==== Extract provided

He found a business partner — Mr. Ranen, a finance-savvy nutrition obsessive — and in September 2023, they got to work, once again mining the nutrition zeitgeist to come up with their concept. They were focused on protein from the start.

At RXBar, the goal had been to create the highest-protein bar possible within the constraints of using only natural foods, and zero additives. Mr. Rahal and Mr. Smith hit 12 grams; a respectable number by the standards of the day. But Mr. Rahal said that by the time he left Kellogg’s, in 2019, this approach wasn’t cutting it. “I saw all our customers move away to other things,” he said. The Paleo crowd had progressed to Keto or carnivore diets, which took even harder-line stances against carbohydrates. (According to a spokesperson for Kellanova, as the corporate entity is now known, RXBar remains one of the fastest-growing bars in the “healthy snack bar” category.)

Even outside the bar category, consumers were clamoring for more protein. Sales of cottage cheese were increasing by double digits each year. Greek-style yogurt brands like Danone’s Oikos and Chobani that had already benefited from the protein craze were developing even higher protein formulations. Investors couldn’t get enough, either. The grain-free, protein-loaded cereal start-up Magic Spoon has raised more than $100 million in funding to date. Coca-Cola has invested some $7 billion in Fairlife, the maker of high-protein milk and milk-based protein shakes.

“When you look at the rise in protein launches in more processed foods, it’s cheaper, it’s more convenient, it’s easier than traditional protein sources” like meat and eggs, explained Julia Mills, Mintel’s U.S. food and drink analyst. Even amid the current backlash against ultraprocessed foods, items with added protein seem to get a pass.

The Key Ingredient

Although the David brand is all about protein, the bar’s major innovation has to do with fat.

In place of the plant oils typically used in bars, David uses a substance known as E.P.G., or esterified propoxylated glycerol. E.P.G. is a modified plant fat that moves through your digestive system mostly undigested, delivering 92 percent fewer calories compared with traditional fats.

========

- **Problem requirements**
Continue the article about the David protein bar from the point where it stops, keeping its tone and style.

==== Listed entries

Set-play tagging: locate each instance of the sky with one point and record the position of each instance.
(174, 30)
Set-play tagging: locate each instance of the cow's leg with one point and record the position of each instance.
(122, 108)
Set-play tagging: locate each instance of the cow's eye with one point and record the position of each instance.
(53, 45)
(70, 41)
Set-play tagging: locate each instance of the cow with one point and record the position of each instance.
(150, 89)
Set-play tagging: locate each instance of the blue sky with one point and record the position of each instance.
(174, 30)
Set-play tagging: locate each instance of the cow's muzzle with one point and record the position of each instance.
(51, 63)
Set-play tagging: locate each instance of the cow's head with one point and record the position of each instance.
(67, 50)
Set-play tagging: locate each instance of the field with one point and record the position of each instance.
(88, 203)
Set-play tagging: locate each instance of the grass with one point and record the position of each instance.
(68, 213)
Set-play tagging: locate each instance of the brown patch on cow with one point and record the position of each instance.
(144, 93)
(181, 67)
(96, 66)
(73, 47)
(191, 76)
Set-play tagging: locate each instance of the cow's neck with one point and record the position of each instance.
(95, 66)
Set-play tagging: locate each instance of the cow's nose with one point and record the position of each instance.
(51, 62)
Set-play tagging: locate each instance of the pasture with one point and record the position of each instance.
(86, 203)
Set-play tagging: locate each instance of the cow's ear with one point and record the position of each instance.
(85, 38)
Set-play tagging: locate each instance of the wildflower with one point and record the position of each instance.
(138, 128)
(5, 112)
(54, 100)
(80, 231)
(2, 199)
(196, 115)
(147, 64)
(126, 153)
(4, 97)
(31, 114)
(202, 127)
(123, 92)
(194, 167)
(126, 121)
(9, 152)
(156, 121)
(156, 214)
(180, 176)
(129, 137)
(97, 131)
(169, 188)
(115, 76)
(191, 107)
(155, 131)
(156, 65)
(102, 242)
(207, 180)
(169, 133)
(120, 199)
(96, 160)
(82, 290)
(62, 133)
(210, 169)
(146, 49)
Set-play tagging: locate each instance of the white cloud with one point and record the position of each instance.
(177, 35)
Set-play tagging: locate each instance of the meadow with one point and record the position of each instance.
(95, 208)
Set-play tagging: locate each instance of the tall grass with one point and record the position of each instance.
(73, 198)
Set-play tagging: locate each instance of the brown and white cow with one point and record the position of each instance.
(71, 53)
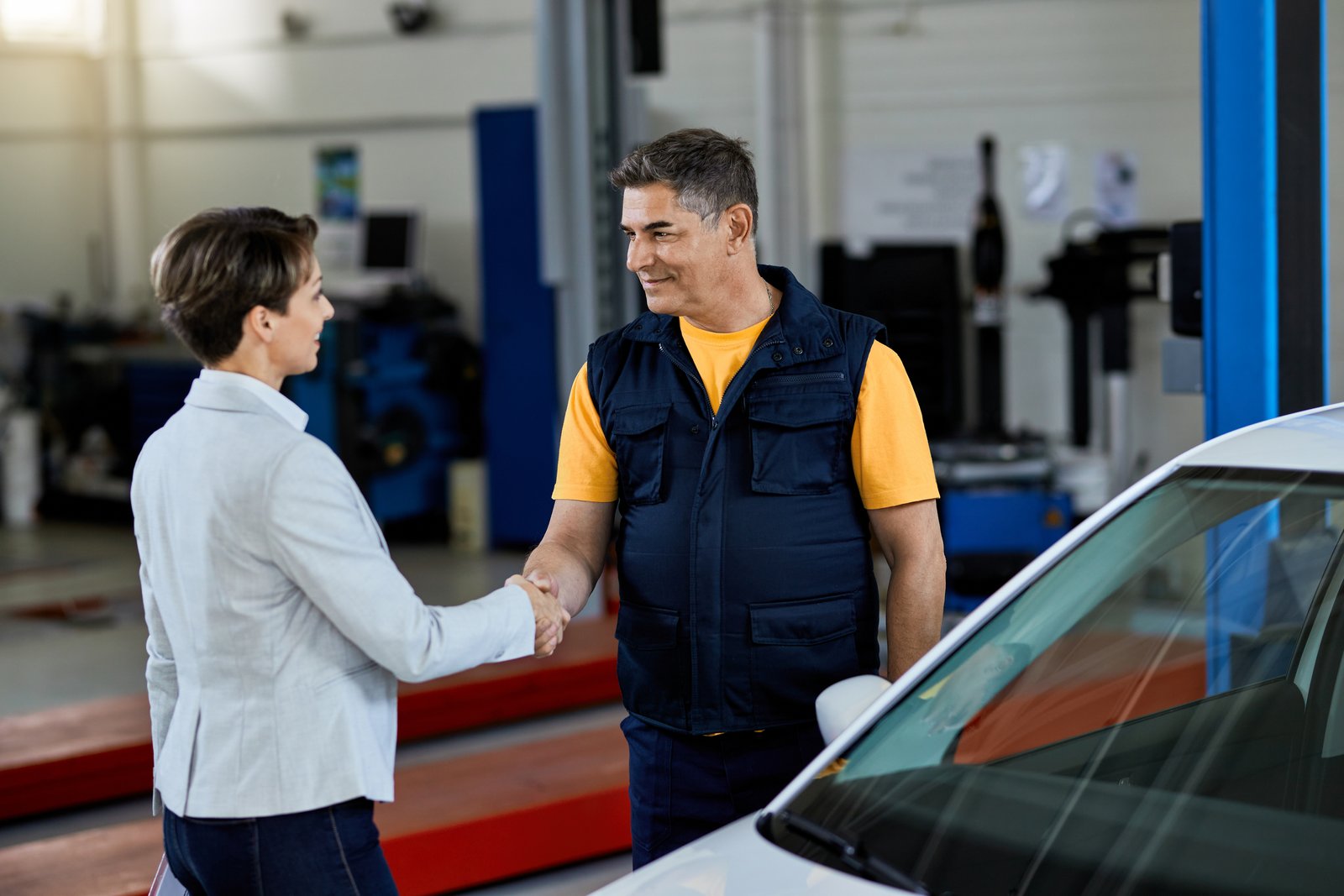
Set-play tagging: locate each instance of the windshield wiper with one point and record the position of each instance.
(851, 853)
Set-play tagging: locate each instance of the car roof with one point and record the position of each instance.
(1308, 441)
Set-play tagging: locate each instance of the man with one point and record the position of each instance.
(279, 624)
(753, 441)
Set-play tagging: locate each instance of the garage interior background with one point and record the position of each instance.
(138, 113)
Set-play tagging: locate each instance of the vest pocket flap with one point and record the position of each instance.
(640, 418)
(795, 411)
(803, 622)
(647, 627)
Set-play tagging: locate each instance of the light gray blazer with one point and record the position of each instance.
(279, 625)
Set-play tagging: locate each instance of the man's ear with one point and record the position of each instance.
(739, 221)
(259, 322)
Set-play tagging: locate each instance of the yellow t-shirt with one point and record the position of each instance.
(889, 446)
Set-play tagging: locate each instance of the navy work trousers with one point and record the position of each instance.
(323, 852)
(683, 786)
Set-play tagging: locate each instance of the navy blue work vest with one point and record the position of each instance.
(745, 570)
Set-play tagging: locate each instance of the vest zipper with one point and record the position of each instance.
(714, 418)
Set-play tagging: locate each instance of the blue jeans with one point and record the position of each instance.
(322, 852)
(683, 786)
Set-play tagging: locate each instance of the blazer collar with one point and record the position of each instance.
(225, 391)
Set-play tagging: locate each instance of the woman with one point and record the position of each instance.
(279, 625)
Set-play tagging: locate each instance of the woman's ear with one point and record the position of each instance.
(739, 221)
(259, 322)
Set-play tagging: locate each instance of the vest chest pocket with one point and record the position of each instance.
(638, 434)
(796, 441)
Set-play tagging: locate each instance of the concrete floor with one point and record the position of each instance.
(71, 629)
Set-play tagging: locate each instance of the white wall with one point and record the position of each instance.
(1092, 74)
(51, 186)
(232, 113)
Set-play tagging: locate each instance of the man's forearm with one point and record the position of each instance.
(571, 574)
(914, 611)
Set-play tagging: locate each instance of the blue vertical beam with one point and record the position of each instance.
(1265, 237)
(1241, 282)
(1241, 214)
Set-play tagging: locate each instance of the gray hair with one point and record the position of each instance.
(707, 170)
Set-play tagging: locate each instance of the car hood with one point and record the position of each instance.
(738, 862)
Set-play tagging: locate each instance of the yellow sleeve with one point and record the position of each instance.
(586, 469)
(890, 450)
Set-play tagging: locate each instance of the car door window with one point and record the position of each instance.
(1142, 715)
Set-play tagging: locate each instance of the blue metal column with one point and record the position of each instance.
(1265, 297)
(1241, 224)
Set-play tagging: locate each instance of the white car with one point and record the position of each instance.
(1153, 707)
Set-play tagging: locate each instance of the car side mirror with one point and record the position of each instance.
(844, 701)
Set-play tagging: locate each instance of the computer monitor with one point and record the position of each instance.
(383, 251)
(390, 242)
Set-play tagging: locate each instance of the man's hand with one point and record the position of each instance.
(551, 617)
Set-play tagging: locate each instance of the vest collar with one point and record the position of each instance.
(800, 327)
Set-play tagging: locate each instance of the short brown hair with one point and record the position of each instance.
(707, 170)
(213, 269)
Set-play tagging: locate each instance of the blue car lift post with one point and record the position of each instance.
(1263, 257)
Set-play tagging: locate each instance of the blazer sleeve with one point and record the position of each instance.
(326, 540)
(160, 669)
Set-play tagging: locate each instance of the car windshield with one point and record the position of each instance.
(1155, 714)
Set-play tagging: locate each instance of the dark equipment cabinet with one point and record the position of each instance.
(914, 291)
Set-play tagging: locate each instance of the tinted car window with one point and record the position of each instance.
(1155, 714)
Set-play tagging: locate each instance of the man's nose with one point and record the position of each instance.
(636, 255)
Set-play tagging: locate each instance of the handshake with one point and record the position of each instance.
(551, 617)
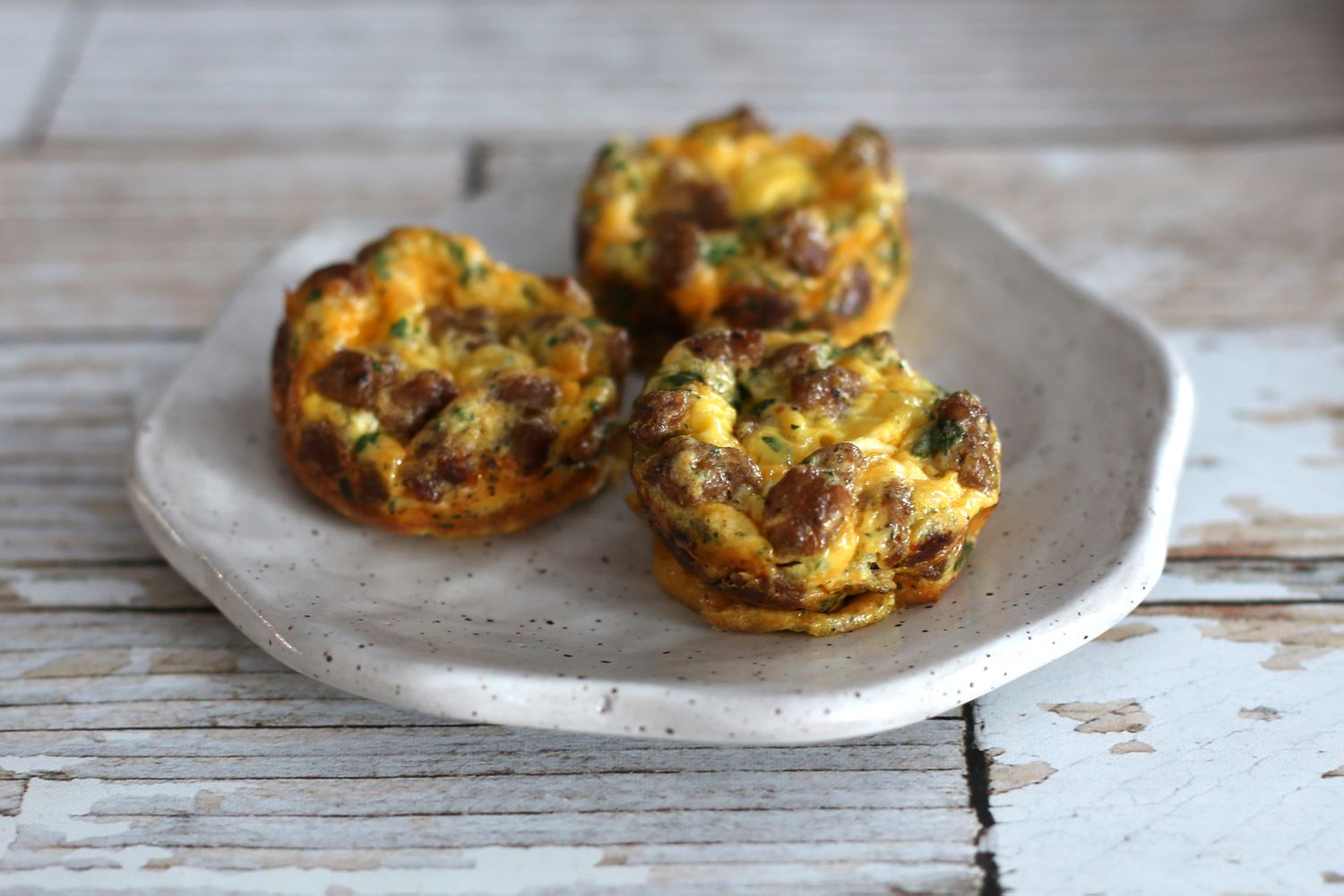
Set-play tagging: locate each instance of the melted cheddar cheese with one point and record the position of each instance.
(429, 390)
(731, 225)
(788, 473)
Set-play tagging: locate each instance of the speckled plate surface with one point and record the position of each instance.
(564, 626)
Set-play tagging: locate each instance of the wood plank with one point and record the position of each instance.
(483, 805)
(1190, 750)
(1246, 581)
(30, 35)
(161, 237)
(1273, 392)
(943, 70)
(1163, 230)
(1188, 236)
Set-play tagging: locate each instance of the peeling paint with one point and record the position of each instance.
(1263, 530)
(1004, 777)
(1126, 632)
(1102, 718)
(91, 662)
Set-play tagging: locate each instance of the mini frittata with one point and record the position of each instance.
(796, 484)
(429, 390)
(730, 225)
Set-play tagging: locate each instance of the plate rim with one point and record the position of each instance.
(427, 689)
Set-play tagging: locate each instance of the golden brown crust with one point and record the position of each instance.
(426, 390)
(728, 225)
(784, 471)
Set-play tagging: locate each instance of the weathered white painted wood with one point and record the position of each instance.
(1188, 236)
(164, 234)
(29, 48)
(155, 242)
(1249, 581)
(379, 73)
(99, 587)
(177, 809)
(1195, 750)
(1266, 462)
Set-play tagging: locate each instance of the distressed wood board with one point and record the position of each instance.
(215, 72)
(1179, 158)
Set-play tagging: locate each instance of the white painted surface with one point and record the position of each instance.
(1230, 785)
(191, 139)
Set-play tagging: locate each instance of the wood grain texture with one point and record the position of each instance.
(284, 73)
(1193, 750)
(30, 37)
(153, 242)
(168, 793)
(1203, 236)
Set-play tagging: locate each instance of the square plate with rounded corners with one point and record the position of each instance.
(564, 626)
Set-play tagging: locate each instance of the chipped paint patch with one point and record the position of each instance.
(1102, 718)
(1126, 632)
(1004, 778)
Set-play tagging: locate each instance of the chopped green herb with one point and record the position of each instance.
(682, 378)
(938, 438)
(457, 253)
(717, 250)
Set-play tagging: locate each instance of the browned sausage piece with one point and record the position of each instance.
(800, 239)
(414, 403)
(900, 511)
(621, 352)
(973, 452)
(530, 392)
(655, 416)
(352, 378)
(830, 389)
(757, 306)
(741, 349)
(531, 444)
(691, 471)
(476, 323)
(352, 276)
(855, 292)
(804, 511)
(841, 458)
(320, 447)
(676, 249)
(866, 145)
(795, 358)
(370, 489)
(737, 123)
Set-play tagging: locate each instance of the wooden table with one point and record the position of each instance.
(1185, 159)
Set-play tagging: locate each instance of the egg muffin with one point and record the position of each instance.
(429, 390)
(796, 484)
(730, 225)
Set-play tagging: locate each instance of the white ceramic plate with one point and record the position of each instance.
(564, 626)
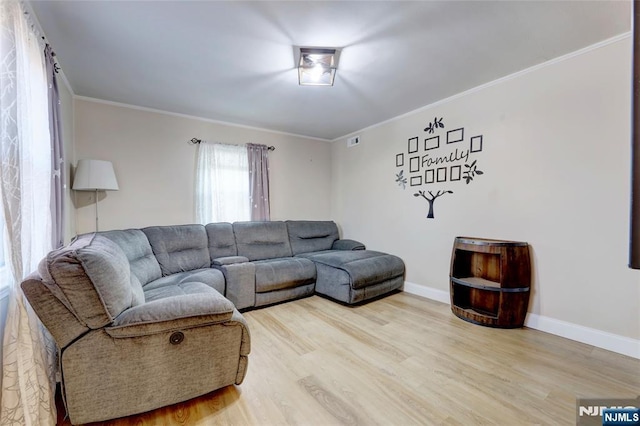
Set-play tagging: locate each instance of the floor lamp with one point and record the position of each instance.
(95, 175)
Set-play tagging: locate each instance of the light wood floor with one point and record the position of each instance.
(402, 360)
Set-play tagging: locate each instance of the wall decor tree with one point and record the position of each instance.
(431, 198)
(439, 159)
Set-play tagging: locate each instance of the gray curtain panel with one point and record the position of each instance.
(57, 157)
(258, 156)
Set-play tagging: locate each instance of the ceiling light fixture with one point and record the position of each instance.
(317, 66)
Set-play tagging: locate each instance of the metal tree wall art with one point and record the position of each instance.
(440, 158)
(431, 198)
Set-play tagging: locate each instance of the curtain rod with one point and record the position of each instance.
(196, 141)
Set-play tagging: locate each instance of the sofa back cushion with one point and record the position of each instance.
(135, 245)
(262, 240)
(179, 248)
(91, 277)
(310, 235)
(222, 242)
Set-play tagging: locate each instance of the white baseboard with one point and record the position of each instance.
(591, 336)
(428, 292)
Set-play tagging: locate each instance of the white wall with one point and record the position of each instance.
(155, 166)
(556, 159)
(66, 112)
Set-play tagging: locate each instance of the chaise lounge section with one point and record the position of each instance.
(144, 318)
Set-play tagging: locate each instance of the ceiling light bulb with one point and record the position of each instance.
(316, 72)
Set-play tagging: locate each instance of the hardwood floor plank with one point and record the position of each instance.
(401, 360)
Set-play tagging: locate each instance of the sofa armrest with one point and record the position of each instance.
(347, 245)
(240, 282)
(229, 260)
(172, 313)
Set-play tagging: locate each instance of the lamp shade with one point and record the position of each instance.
(92, 175)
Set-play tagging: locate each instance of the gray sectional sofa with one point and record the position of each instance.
(144, 318)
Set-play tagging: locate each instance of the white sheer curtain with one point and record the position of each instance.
(28, 384)
(222, 183)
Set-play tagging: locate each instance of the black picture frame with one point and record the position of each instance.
(455, 173)
(430, 176)
(476, 144)
(412, 145)
(414, 164)
(455, 135)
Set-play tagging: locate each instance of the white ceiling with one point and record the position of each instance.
(234, 61)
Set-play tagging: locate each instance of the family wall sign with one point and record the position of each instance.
(437, 160)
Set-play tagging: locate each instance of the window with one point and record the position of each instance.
(222, 183)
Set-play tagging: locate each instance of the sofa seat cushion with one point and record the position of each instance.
(179, 248)
(278, 274)
(310, 236)
(91, 277)
(361, 268)
(184, 306)
(212, 278)
(262, 240)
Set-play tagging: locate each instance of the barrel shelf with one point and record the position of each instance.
(490, 281)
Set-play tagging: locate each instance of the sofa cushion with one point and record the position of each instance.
(278, 274)
(307, 236)
(262, 240)
(179, 248)
(198, 306)
(359, 268)
(222, 242)
(93, 276)
(135, 245)
(213, 278)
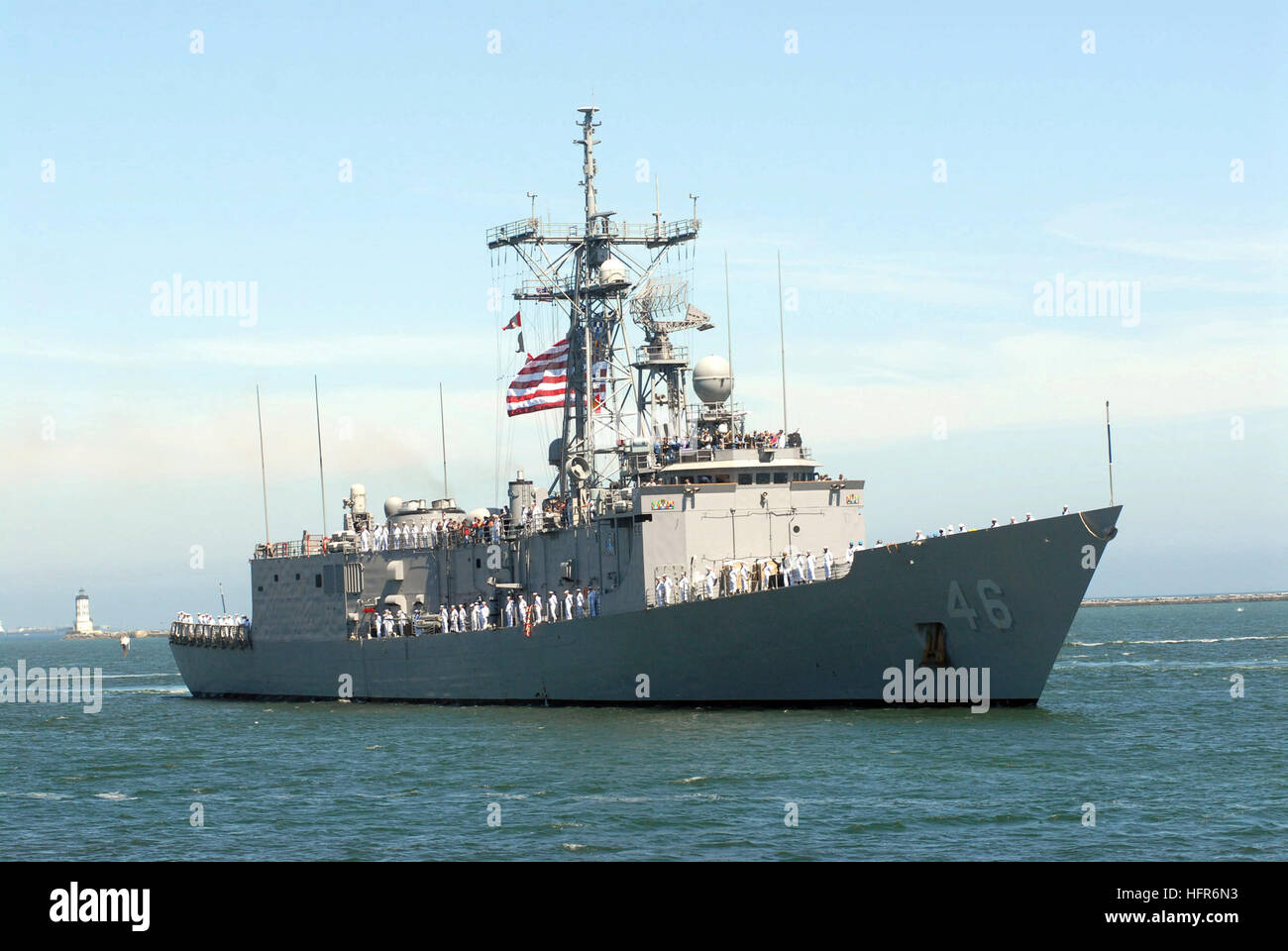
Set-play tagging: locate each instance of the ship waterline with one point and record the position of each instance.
(825, 642)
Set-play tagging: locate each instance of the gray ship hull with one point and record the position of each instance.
(1005, 599)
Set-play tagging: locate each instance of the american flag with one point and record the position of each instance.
(541, 384)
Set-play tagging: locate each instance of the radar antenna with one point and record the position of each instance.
(596, 272)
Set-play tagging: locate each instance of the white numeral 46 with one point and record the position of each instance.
(988, 591)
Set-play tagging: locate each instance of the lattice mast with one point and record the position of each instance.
(585, 269)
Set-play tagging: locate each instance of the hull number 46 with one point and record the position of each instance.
(990, 596)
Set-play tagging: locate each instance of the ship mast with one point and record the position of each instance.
(595, 272)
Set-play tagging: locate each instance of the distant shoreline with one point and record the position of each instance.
(1185, 599)
(115, 634)
(1086, 602)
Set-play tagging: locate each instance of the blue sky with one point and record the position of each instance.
(128, 438)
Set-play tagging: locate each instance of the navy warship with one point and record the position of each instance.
(677, 556)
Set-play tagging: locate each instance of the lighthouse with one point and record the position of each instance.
(84, 624)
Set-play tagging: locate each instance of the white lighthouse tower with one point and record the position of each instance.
(84, 624)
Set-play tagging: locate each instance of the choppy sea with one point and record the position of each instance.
(1137, 720)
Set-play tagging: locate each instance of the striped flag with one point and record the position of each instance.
(541, 384)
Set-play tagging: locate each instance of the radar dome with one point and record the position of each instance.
(712, 379)
(612, 270)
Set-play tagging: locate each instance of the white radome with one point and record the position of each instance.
(712, 379)
(612, 270)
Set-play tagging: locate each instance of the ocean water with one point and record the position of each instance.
(1136, 719)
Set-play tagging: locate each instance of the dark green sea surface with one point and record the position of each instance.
(1136, 719)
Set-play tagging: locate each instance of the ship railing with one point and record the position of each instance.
(200, 634)
(307, 545)
(725, 587)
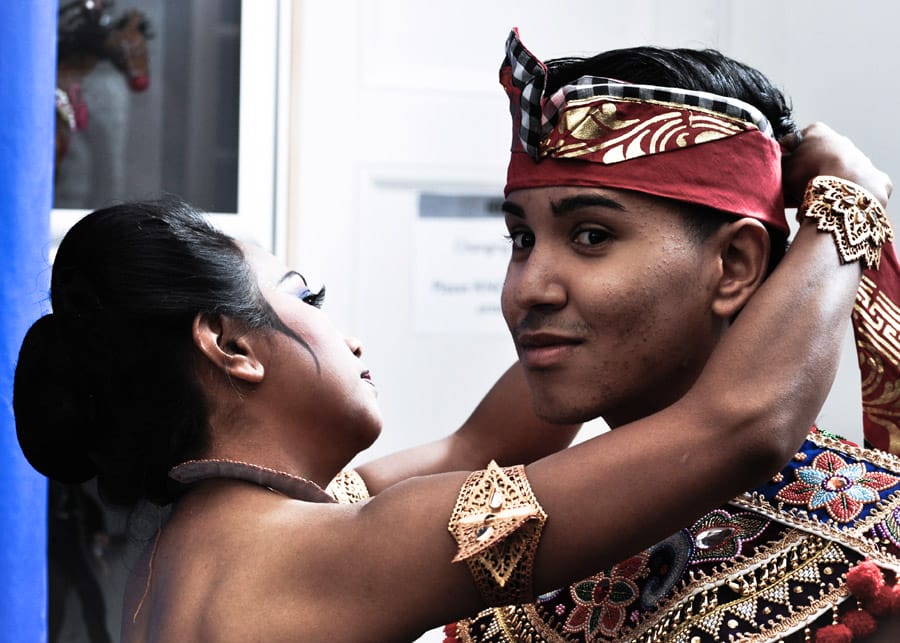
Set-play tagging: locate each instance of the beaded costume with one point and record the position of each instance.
(770, 563)
(815, 549)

========

- **Answer to this task**
E.P.G. was developed in the 1990s, but is still today a niche ingredient, in use by a handful of relatively small food companies globally, and manufactured by one called Epogee. Mr. Ranen first came across it several years ago in a low-calorie ice cream he likes to eat, made by a Swedish company called Nick’s, and thought it would be a useful tool for accomplishing David’s aggressive calorie reduction target: The market-leading protein bars derive 40 to 50 percent of their calories from protein. David was shooting for 75.

Epogee’s modest capacity to produce E.P.G. has become the choke point in David’s ability to scale up bar production to meet demand; the bar is currently out of stock on the company’s website in all eight flavors, though it is available for the time being via the company’s other retail partners.

In May, David made a tactical move in the protein arms race, announcing that it would use an undisclosed portion of its new funding to acquire Epogee, thus controlling the supply of E.P.G. David is increasing production, and at least in the short term, has stopped supplying E.P.G. to other customers while it sees to its own needs — a decision that seems to have been viewed as an outright act of aggression by some of Epogee’s other current customers, who immediately filed suit.

OWN Your Hunger, Lighten Up Foods, and Defiant Foods claimed that David violated federal antitrust laws by creating an artificial monopoly, restricting access to E.P.G., to which Epogee holds the patent rights. David shot back with court papers denying any wrongdoing. Mr. Rahal said in an interview that customers who find themselves out of luck should have had long-term commercial agreements in place to avoid this scenario.

Ruz Safai, founder and chief executive of OWN Your Hunger, said that Epogee never informed OWN that supply agreements were available or necessary, nor offered any terms such as minimum order quantities, advance purchase commitments, or pooled ordering arrangements before the acquisition. “Had they done so, OWN would have readily participated to meet volume requirements,” Mr. Safai said.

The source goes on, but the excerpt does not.